++++ Document
In sports and the entertainment industry, there is a phenomenon known as the sophomore jinx. It's that inexplicable occurrence when an athlete who was a standout his rookie year bombs the next season, or when a movie's sequel doesn't come close to the excellence of the original. Thankfully, the 2009 Chevrolet Malibu isn't another Matrix Reloaded.
Though just entering its sophomore year, the Malibu sees a number of changes far beyond the gingerbread upgrades that are typical early on in a model cycle. Performance and fuel mileage for the four-cylinder models are increased by the six-speed automatic transmission; although this powertrain could be had late in the '08 model year, it's available on all trims this year except the base LS. Stability control becomes standard across the board, and available Bluetooth connectivity allows hands-free cell phone use. Some shuffling of package features, the fitment of 17-inch wheels to the LS and the deletion of the power-adjustable pedals option complete the round of changes.
++++++++
++++ Dataset extract
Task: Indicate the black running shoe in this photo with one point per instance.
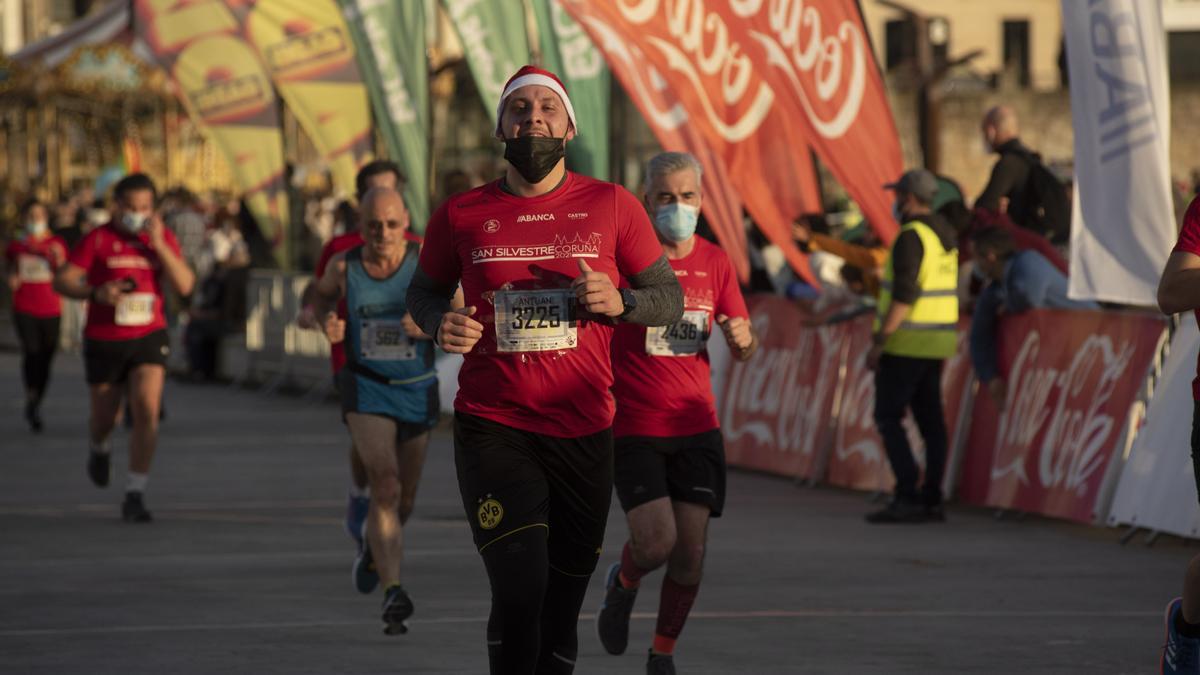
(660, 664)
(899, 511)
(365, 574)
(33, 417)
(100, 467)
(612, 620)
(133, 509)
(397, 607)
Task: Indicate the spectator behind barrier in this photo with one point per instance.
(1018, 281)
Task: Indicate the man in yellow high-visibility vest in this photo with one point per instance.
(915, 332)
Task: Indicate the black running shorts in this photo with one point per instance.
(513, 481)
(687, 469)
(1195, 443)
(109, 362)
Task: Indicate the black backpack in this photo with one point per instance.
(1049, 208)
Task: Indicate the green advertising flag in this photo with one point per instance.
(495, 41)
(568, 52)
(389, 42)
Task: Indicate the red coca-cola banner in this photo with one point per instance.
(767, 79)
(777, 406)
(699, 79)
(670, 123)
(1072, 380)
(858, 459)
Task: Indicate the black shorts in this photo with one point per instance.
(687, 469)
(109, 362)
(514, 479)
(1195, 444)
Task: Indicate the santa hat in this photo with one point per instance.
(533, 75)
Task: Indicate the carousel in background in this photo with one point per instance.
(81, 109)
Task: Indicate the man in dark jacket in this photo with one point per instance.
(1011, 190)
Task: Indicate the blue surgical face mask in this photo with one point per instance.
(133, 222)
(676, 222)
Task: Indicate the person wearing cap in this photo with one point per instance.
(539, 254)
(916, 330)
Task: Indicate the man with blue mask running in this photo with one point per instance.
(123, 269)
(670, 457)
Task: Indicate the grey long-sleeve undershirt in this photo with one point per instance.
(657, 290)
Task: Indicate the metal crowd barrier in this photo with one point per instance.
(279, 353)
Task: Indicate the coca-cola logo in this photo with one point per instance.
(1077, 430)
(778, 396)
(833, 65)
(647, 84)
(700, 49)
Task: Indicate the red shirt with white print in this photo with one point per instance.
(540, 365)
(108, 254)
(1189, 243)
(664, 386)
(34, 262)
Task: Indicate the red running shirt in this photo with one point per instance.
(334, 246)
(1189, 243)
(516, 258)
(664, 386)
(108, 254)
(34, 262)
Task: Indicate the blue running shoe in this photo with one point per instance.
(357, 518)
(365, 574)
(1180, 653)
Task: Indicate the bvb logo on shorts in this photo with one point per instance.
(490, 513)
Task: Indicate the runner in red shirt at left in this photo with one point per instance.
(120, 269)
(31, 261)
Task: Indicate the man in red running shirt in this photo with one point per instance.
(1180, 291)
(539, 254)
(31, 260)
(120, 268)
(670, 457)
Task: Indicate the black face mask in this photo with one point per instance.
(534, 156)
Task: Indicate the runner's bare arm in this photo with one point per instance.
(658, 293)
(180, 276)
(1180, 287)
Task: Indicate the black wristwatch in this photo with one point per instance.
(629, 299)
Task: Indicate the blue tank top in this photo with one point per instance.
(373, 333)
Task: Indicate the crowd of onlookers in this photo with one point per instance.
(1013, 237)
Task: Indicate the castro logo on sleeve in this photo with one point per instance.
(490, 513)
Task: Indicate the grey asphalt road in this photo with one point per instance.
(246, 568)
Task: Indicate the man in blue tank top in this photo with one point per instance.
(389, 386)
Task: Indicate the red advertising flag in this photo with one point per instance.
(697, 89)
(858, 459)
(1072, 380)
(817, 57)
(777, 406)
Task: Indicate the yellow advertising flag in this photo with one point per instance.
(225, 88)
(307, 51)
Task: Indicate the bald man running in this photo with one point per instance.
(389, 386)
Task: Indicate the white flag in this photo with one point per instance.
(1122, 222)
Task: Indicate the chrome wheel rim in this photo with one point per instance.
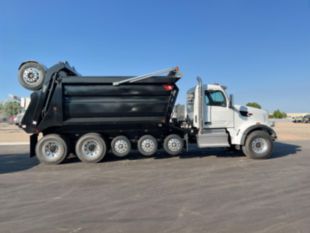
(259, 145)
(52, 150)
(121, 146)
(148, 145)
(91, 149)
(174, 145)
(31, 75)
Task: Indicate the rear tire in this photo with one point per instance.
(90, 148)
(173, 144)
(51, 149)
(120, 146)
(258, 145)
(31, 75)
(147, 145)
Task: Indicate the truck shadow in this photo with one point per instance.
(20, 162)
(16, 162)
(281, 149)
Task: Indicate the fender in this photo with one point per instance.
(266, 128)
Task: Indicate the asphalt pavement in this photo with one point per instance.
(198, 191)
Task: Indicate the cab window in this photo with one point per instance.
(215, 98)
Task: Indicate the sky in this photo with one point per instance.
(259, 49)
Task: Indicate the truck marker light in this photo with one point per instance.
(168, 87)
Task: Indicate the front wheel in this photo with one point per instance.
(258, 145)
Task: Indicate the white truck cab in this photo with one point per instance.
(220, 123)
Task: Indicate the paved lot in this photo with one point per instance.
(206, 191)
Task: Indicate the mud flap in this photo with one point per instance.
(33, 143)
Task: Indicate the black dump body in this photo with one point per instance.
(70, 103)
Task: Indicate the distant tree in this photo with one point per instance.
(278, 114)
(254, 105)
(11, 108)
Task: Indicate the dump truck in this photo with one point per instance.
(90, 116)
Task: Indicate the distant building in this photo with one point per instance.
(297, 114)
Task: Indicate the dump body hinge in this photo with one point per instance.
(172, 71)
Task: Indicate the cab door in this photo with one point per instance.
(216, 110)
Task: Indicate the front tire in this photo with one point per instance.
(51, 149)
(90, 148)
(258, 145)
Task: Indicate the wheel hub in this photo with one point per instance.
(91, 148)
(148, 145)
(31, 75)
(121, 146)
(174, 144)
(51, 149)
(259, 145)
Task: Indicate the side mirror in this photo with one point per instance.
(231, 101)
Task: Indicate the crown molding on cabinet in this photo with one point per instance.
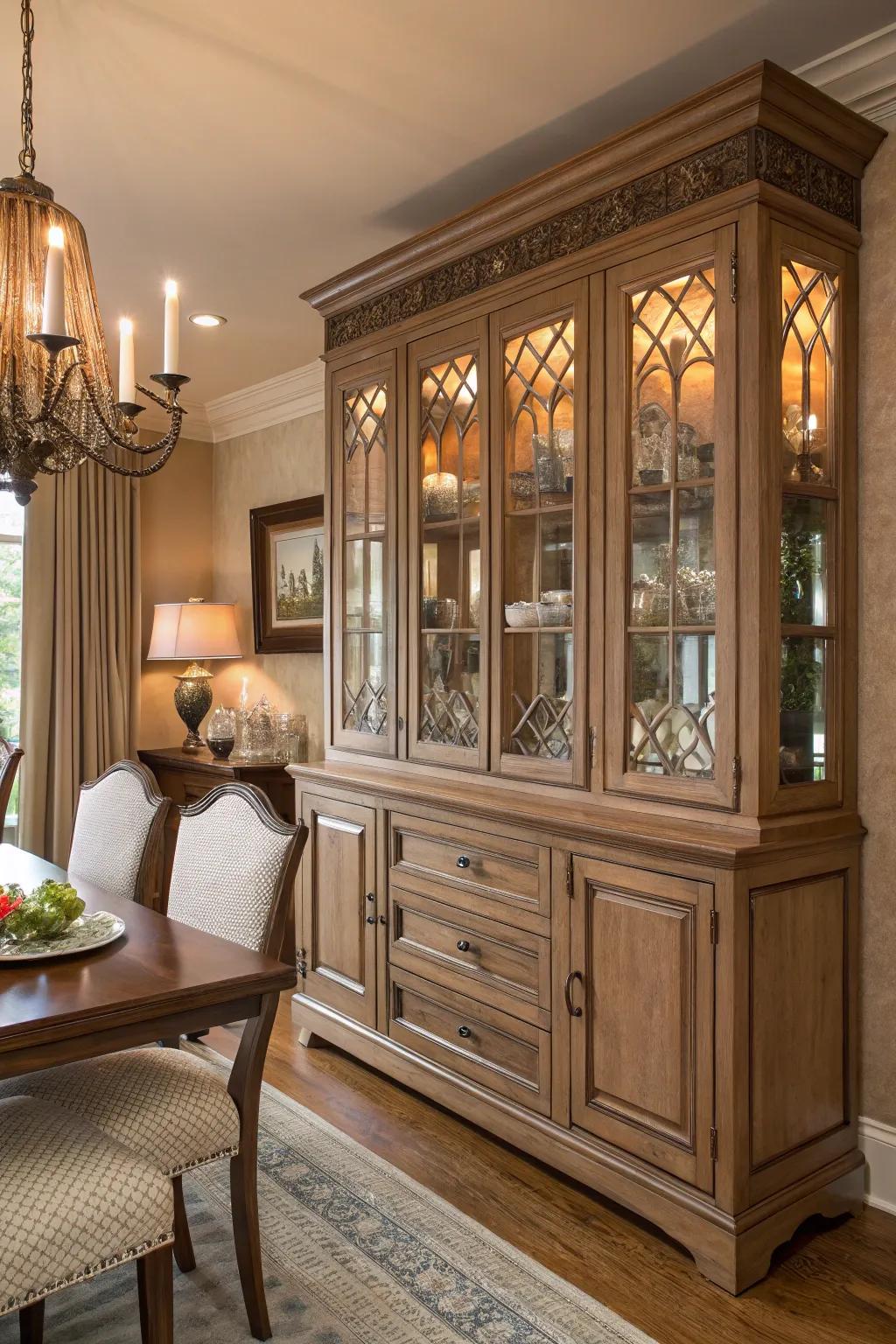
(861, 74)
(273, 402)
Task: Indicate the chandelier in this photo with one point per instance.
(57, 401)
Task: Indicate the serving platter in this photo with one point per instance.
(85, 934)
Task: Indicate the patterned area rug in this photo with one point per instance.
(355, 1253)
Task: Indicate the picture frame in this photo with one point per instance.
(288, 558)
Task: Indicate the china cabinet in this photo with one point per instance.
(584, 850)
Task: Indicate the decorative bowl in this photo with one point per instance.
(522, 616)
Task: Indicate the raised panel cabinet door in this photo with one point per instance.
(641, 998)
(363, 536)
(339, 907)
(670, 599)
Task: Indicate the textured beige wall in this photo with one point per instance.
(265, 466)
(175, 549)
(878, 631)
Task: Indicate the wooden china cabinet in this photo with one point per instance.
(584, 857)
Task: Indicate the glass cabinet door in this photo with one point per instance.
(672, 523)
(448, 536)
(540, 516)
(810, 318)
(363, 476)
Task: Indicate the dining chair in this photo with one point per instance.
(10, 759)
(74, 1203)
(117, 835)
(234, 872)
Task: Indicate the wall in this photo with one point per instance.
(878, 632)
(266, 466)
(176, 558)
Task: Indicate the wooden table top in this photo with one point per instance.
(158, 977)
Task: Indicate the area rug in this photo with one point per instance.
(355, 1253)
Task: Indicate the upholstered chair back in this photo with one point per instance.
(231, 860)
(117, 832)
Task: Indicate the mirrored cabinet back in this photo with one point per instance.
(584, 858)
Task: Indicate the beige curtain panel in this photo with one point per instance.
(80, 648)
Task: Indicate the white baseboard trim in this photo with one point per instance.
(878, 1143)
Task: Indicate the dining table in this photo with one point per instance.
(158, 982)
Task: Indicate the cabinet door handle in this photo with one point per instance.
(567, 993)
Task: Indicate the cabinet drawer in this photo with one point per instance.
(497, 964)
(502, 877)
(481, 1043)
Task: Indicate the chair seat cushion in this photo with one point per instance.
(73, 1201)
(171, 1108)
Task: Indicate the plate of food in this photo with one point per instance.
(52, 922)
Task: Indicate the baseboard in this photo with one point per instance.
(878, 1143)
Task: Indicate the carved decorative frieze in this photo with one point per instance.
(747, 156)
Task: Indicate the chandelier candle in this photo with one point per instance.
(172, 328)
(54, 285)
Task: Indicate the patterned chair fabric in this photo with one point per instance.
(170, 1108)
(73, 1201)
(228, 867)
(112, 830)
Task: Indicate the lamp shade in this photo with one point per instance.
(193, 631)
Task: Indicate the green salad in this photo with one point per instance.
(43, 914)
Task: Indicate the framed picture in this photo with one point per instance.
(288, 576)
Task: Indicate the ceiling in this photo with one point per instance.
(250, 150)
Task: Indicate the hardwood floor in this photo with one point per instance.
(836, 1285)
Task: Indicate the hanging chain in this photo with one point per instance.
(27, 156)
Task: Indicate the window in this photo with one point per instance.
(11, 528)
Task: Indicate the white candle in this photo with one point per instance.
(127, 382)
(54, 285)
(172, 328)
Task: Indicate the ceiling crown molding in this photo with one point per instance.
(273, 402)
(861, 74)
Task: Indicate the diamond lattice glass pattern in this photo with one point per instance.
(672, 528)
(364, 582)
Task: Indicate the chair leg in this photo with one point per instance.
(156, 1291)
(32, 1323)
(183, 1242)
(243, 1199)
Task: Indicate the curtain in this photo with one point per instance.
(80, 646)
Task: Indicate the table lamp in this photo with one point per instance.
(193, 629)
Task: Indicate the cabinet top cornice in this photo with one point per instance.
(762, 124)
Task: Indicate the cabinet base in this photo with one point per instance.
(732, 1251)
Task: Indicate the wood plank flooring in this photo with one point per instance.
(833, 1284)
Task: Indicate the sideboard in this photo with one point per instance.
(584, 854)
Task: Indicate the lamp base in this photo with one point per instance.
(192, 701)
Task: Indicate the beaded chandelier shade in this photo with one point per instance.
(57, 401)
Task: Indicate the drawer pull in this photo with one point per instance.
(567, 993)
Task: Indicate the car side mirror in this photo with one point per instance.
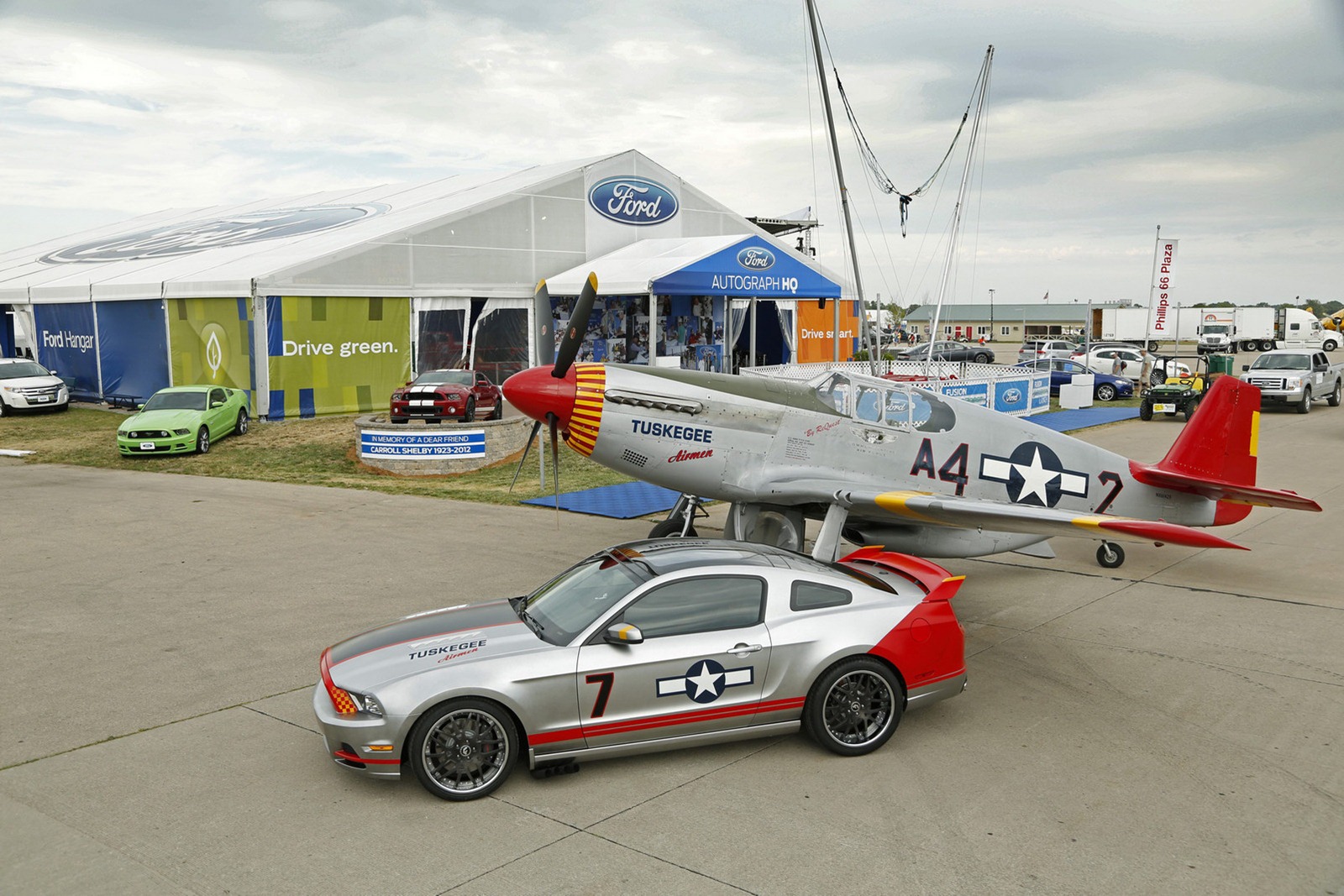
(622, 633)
++++++++
## Problems to work on
- 1) Answer these questions using the text on the 2009 Chevrolet Malibu.
(a) Which movie sequel does the text say the 2009 Malibu is not?
(b) Which trim is the only one without the six-speed automatic transmission this year?
(c) Which option was deleted for 2009?
- 2) Please write the next part of the text on the 2009 Chevrolet Malibu, picking up after its final sentence.

## Expected answers
- 1)
(a) Matrix Reloaded
(b) The base LS
(c) The power-adjustable pedals option

- 2)
What haven't changed are the Malibu's many likable qualities, such as a roomy, attractive cabin, nicely balanced ride and handling characteristics and a pair of peppy engines. The latter workhorses consist of an inline-4 making a respectable 169 horsepower and a torquey 252-hp V6. These competent underpinnings are wrapped in a body that looks more "premium sedan" than "rental car." Apart from the somewhat controversial but distinctive nose, the Malibu sports clean, classy lines, with tight panel gaps and just enough chrome trim to impart a high-end appearance.
The downsides to the Malibu are minor and few. Although the interior boasts an upscale design and solid build quality, there are still a few cheap plastic pieces here and there. And though OnStar offers a "Turn-by-Turn" navigation feature, there is no traditional nav system available.
Overall, the well-rounded 2009 Chevrolet Malibu earns our respect. It faces some tough rivals in the midsize family sedan game, such as the Ford Fusion, Honda Accord, Mazda 6, Nissan Altima and Toyota Camry. But thanks to its useful updates for 2009, the Malibu seems to have avoided that old sophomore jinx, making this handsome sedan a stronger-performing and more entertaining pick than it was last year.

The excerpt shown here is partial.